Hamilelikte 6. aydan itibaren plesantadan salgılanan hormonların insülüne karşı direnç gösterdiğini söyleyen Op. Dr. Aslı Alay, bu nedenle gebelik şekerinin mutlaka teşhis edilmesi ve takibinin doğru yapılması gerektiğini belirtti.
Kadın Hastalıkları Ve Doğum Uzmanı Op. Dr. Aslı Alay, konu hakkında bilgiler verdi. Gebelikte şeker takibinin önemli olduğuna değinen Op. Dr. Aslı Alay, şunları dile getirdi: "Yiyeceklerle aldığımız karbonhidrat olarak adlandırdığımız gıdalar vücutta glukoz olarak tanımlanan şekerlere dönüşür. Glukoz yani karbonhidratların en küçük parçacıkları yaşamımızı devam ettirmemiz için gereken enerjiye dönüşür. Bu dengede en ufak bir bozulma çeşitli hastalıklara yol açar. Metabolik hastalık olarak bilinen bu hastalıklardan toplumda en sık görüleni diyabettir. Diyabet, kanda var olan şekeri hücrelerimizin kullanamamasından kaynaklanır. Kanda şeker yüksek ama işe yaramıyor. Çünkü şekeri kullanmamızı sağlayan insülün ya vücutta yok yada etkisini gösterememektedir.
..........
## Görev
Kaynak metindeki şu cümleyi İngilizceye çevirin: "Diyabet, kanda var olan şekeri hücrelerimizin kullanamamasından kaynaklanır." Satırlara bakmanıza gerek yok.
..........
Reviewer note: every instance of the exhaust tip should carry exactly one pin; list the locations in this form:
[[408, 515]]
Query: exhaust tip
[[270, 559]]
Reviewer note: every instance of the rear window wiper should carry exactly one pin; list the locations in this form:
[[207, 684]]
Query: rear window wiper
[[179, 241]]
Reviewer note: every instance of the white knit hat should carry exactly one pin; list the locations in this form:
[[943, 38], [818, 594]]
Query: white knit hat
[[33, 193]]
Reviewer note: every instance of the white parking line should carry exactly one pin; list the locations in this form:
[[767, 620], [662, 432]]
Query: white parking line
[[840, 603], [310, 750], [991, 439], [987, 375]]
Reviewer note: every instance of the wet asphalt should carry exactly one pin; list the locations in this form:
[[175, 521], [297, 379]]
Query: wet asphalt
..........
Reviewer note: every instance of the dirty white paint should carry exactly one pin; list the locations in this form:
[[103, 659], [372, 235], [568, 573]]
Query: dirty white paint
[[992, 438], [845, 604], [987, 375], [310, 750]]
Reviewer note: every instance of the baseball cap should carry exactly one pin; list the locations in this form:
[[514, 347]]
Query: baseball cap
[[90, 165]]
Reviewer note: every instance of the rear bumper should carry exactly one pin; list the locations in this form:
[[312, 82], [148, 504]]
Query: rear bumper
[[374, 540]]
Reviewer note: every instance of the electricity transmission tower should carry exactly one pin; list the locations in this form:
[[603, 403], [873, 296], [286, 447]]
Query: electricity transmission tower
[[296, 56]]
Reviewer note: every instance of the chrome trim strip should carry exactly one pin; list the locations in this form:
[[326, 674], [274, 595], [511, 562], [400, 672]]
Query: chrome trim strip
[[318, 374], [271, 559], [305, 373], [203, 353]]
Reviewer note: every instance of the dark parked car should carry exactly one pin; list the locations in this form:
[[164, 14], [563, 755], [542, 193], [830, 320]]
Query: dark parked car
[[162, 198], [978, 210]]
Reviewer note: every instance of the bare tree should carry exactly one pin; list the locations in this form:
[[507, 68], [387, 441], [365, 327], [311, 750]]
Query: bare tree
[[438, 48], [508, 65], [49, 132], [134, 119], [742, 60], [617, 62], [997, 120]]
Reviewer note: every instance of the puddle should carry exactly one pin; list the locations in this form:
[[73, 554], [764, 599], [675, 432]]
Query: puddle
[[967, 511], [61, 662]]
..........
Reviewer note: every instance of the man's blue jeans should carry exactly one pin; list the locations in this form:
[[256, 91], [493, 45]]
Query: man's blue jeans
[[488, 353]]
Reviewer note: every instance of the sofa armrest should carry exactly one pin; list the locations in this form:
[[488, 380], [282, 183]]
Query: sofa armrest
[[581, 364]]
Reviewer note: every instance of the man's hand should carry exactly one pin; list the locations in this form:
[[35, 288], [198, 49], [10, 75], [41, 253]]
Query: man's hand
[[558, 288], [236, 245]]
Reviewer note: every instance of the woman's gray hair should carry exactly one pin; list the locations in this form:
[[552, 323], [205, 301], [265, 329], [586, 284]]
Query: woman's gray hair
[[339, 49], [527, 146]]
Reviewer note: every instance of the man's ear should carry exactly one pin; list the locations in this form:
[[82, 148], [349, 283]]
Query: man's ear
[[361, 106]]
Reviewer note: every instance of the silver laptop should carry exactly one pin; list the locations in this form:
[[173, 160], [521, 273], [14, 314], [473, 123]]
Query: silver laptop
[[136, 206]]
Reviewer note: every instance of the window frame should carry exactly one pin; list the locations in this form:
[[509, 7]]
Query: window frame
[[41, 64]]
..........
## Yanıt
Diabetes is caused by our cells being unable to use the sugar present in the blood.